What the task requires: Strip out the pictures and output each remaining line of the data word for word.

Excerpted data:

* * * * * * * * *

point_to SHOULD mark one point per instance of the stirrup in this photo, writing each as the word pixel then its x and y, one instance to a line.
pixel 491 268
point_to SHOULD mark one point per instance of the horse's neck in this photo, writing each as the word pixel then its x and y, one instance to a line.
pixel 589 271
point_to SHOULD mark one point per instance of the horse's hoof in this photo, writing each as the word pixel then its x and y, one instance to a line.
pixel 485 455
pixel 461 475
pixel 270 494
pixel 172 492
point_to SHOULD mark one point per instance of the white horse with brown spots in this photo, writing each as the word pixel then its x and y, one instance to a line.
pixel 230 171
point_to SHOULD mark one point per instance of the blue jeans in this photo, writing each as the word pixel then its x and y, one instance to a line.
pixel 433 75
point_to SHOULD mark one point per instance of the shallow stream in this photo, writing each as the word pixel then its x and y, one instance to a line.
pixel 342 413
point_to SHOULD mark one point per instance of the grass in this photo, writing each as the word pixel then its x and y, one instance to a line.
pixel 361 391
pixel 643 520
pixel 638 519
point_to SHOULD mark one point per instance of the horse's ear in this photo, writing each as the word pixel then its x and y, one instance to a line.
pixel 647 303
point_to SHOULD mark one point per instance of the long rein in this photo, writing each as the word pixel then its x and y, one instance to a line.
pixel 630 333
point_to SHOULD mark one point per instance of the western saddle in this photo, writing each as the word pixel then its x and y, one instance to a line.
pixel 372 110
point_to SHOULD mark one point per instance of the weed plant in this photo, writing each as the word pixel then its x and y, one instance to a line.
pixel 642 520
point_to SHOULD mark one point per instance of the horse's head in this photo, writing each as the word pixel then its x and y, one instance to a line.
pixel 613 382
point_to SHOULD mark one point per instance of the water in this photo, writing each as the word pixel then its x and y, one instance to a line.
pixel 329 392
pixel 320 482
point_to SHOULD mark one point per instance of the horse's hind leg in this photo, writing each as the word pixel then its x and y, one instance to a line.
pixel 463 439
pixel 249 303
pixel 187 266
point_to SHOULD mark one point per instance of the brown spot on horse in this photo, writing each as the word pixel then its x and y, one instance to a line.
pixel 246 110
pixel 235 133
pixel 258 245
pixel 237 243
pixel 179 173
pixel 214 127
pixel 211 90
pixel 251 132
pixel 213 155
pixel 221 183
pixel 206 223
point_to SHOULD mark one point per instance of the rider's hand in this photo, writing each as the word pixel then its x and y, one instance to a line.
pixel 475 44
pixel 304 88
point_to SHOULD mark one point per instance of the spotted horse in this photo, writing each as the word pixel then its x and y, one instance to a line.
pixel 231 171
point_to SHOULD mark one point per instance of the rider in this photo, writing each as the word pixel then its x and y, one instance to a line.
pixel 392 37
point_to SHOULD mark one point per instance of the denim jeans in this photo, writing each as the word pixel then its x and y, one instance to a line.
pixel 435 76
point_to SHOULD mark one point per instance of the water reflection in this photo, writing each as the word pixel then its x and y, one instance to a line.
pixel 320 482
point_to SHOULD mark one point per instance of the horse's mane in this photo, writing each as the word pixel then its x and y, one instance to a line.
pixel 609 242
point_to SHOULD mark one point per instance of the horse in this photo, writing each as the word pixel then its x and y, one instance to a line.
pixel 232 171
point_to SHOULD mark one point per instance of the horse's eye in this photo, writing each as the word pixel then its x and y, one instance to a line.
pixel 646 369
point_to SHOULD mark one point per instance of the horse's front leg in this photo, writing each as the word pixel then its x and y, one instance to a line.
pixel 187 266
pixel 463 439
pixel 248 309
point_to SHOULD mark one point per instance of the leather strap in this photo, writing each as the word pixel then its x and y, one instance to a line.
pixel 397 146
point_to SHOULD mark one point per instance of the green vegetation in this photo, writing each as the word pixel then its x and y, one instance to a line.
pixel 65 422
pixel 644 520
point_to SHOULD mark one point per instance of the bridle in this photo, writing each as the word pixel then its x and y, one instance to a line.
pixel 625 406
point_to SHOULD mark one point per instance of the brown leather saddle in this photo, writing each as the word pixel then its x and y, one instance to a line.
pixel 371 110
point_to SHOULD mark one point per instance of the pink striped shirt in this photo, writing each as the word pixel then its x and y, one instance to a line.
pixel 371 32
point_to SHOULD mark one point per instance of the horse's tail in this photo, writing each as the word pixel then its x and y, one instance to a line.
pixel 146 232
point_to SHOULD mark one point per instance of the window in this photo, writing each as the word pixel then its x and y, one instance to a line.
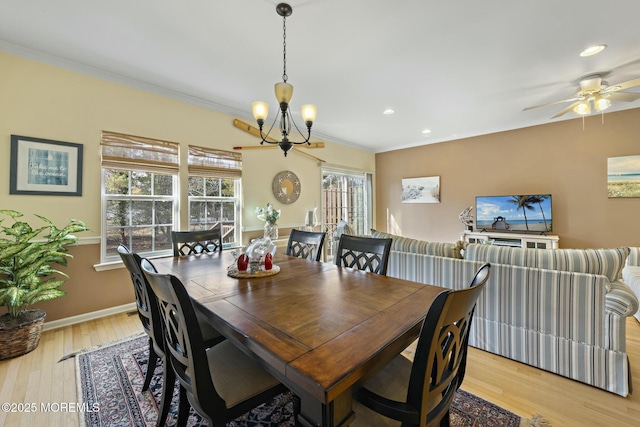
pixel 139 194
pixel 346 196
pixel 214 192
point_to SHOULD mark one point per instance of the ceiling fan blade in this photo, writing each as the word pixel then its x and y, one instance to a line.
pixel 261 147
pixel 256 132
pixel 250 129
pixel 567 109
pixel 552 103
pixel 624 96
pixel 295 149
pixel 623 85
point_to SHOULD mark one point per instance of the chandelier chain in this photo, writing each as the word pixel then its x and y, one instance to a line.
pixel 284 49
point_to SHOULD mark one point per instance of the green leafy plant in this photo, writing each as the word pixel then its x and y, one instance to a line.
pixel 26 258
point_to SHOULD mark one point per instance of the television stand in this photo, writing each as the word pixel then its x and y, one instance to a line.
pixel 533 241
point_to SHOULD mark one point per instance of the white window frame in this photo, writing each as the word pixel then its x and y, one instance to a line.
pixel 107 257
pixel 237 200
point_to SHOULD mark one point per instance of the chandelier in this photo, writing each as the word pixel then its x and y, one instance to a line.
pixel 284 92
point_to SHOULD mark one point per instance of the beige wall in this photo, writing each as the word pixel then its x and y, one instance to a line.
pixel 558 158
pixel 45 101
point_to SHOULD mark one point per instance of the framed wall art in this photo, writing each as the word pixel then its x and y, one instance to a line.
pixel 45 167
pixel 623 176
pixel 421 190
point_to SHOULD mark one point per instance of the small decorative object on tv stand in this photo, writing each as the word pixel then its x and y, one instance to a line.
pixel 533 241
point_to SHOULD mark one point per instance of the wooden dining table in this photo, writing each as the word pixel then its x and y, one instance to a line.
pixel 319 328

* * * * * * * * *

Exercise solution:
point_to SHOULD mark one point per instance of the stirrup in this photo, writing each as the word pixel then its x and y, one instance to a line.
pixel 491 268
point_to SHOULD mark one point per instance of the horse's neck in this photo, writing each as the word pixel then its x and y, one instance to a line.
pixel 589 271
point_to SHOULD mark one point per instance of the horse's hoof in this photo, writing each as the word pixel then its x and y, one instance to a line.
pixel 485 455
pixel 461 475
pixel 270 494
pixel 172 492
point_to SHOULD mark one point per instance of the white horse with brown spots in this photo, writing each as the word pixel then its x and y, one instance to a line.
pixel 230 171
point_to SHOULD mark one point per instance of the blue jeans in this photo, writing each as the word pixel then its x and y, one instance to a line.
pixel 433 75
point_to SHOULD mark one point per instance of the shallow stream in this photo, writing each as the word pixel then its x and y, one instance to a line.
pixel 342 413
point_to SHOULD mark one point per instance of the grass in this photo, writing each as the word pixel then its x and y, one instance to a line.
pixel 361 391
pixel 643 520
pixel 638 519
point_to SHOULD mark one point per instance of the horse's ear in this photo, writing each as the word pixel then its x and y, one instance to a line.
pixel 647 303
point_to SHOULD mark one point per instance of the long rein in this photo, writing each as the word pixel then its x and y, one instance to a line.
pixel 630 333
point_to SHOULD mark one point per instance of the western saddle in this photo, writing each as the word pixel then its x and y, one instance to a line.
pixel 372 110
point_to SHOULD mark one point per instance of the weed plant in this photo, writing each as the word pixel then its x and y, one instance to a line.
pixel 642 520
point_to SHOULD mark one point per instance of the horse's head in this photo, writing each as the word pixel then its x and y, one instance to a line.
pixel 613 382
point_to SHOULD mark one point per instance of the water in this photo, writing each as the word pixel then its x and y, one instance to a line.
pixel 329 392
pixel 320 482
point_to SHOULD mark one point per instance of the horse's hind leg in this photo, writing each as the word pixel then its x and y, one instance to a line.
pixel 463 439
pixel 249 303
pixel 187 266
point_to SHOULD mark one point per instance of the brown spot on horse in this photo, writing each as the word pixel then its x and y, one instance to a line.
pixel 246 110
pixel 235 133
pixel 258 245
pixel 237 243
pixel 179 173
pixel 214 127
pixel 211 90
pixel 251 132
pixel 213 155
pixel 221 183
pixel 206 223
point_to SHOULD mark one point per instance of the rider's hand in this photo, writing each as the word pixel then its x and y, one instance to a line.
pixel 475 44
pixel 304 88
point_to SHOULD mark one point per instance of the spotted horse in this photo, writing each as the word pixel then its x and y, one instance to a line.
pixel 231 171
point_to SHOULD mark one point per instance of the rider in this photo, writing each as the word pixel then its x and y, one instance to a line.
pixel 392 37
point_to SHOULD mark one point per instance of the denim jeans in this photo, writing each as the word pixel then its x and y, one instance to a line.
pixel 435 76
point_to SHOULD mark one point per instance of the water reflection in this photo, writing each as the word pixel then its x and y, one instance to a line.
pixel 320 482
point_to SHOULD mark one point per instance of the horse's mane in this photo, writing each as the word pixel then its x and y, one instance to a line.
pixel 609 242
point_to SHOULD mark one point per instance of the horse in this photo, writing each as the word pixel then its x and y, one instance to a line.
pixel 232 171
point_to SHOULD mark one point per instance of the horse's eye in this photo, writing each as the word pixel then its x and y, one instance to a line.
pixel 646 369
point_to SHOULD mark one point per instance of the horse's front leg in this photo, writing each as the word pixel then its x and y, one instance to a line.
pixel 187 266
pixel 463 439
pixel 248 309
point_to SHOULD mark one point per instance of the leather strap in this photo, writing each as the word pixel then its x and y, one instance to a line.
pixel 397 146
point_to SHOULD mark one point per instance of the green vegetation in this photo, writing each as the word pixel then its x and y, one instance to a line.
pixel 65 422
pixel 644 520
point_to SHOULD mark one point per instance of the bridle in this photo, writing each as the word pixel then its x and y, one instance to a line.
pixel 625 406
point_to SHOULD mark one point per instance of the brown leather saddle in this photo, writing each as the word pixel then its x and y, one instance to a line.
pixel 371 110
point_to SHOULD mark one point per instance of the pink striped shirt in this photo, writing each as the word pixel then its x and y, one instance to a line.
pixel 371 32
point_to SHOULD mark one point per instance of the horse's tail in this photo, writing each as the word pixel then its x and y, one instance to a line.
pixel 146 232
point_to SHOULD mark one point per instance of the window in this photo, writing each as the word pixel then its x and y, one instance to a line.
pixel 139 194
pixel 346 196
pixel 214 192
point_to SHOULD mark one point per instance of the ceiling fan blade in this photo, writing each as the word pixel then its x and y, one instance to a line.
pixel 261 147
pixel 256 132
pixel 250 129
pixel 567 109
pixel 552 103
pixel 624 96
pixel 295 149
pixel 623 85
point_to SHOULD mark one point per instance of the chandelier chain in this photo, writing each as the word pixel then its x and y, one instance to a line.
pixel 284 49
point_to SHOULD mark one point per instance of the green leafy plant in this photo, writing each as the word pixel then its x and y, one instance to a line.
pixel 26 258
point_to SHOULD mark one point per instance of the television stand in this photo, writing each as the word pixel then its x and y, one instance to a line.
pixel 533 241
point_to SHOULD mark one point per instance of the white window frame in this photo, writing each as the word pixel then its x and y, one instance to a line.
pixel 107 257
pixel 237 200
point_to SHOULD mark one point per instance of the chandelier in this photo, writing each as the word pixel then its x and y, one instance to a line.
pixel 284 92
point_to SHOULD mark one point per instance of the beige wall in this photo, writing each as the word pixel then its x and y, one instance to a line.
pixel 558 158
pixel 45 101
point_to SHOULD mark one point per instance of the framed wall art in this photo, writing each as the word pixel then its x and y, one instance to a line.
pixel 45 167
pixel 623 176
pixel 421 190
point_to SHOULD mark one point per instance of the small decorative object on tv stand in this photo, writing each as the word pixel then its x and y, one instance to a line.
pixel 533 241
point_to SHOULD mark one point per instance of the wooden dining table in this photo, writing each as the word pixel then its x and y, one instance to a line.
pixel 319 328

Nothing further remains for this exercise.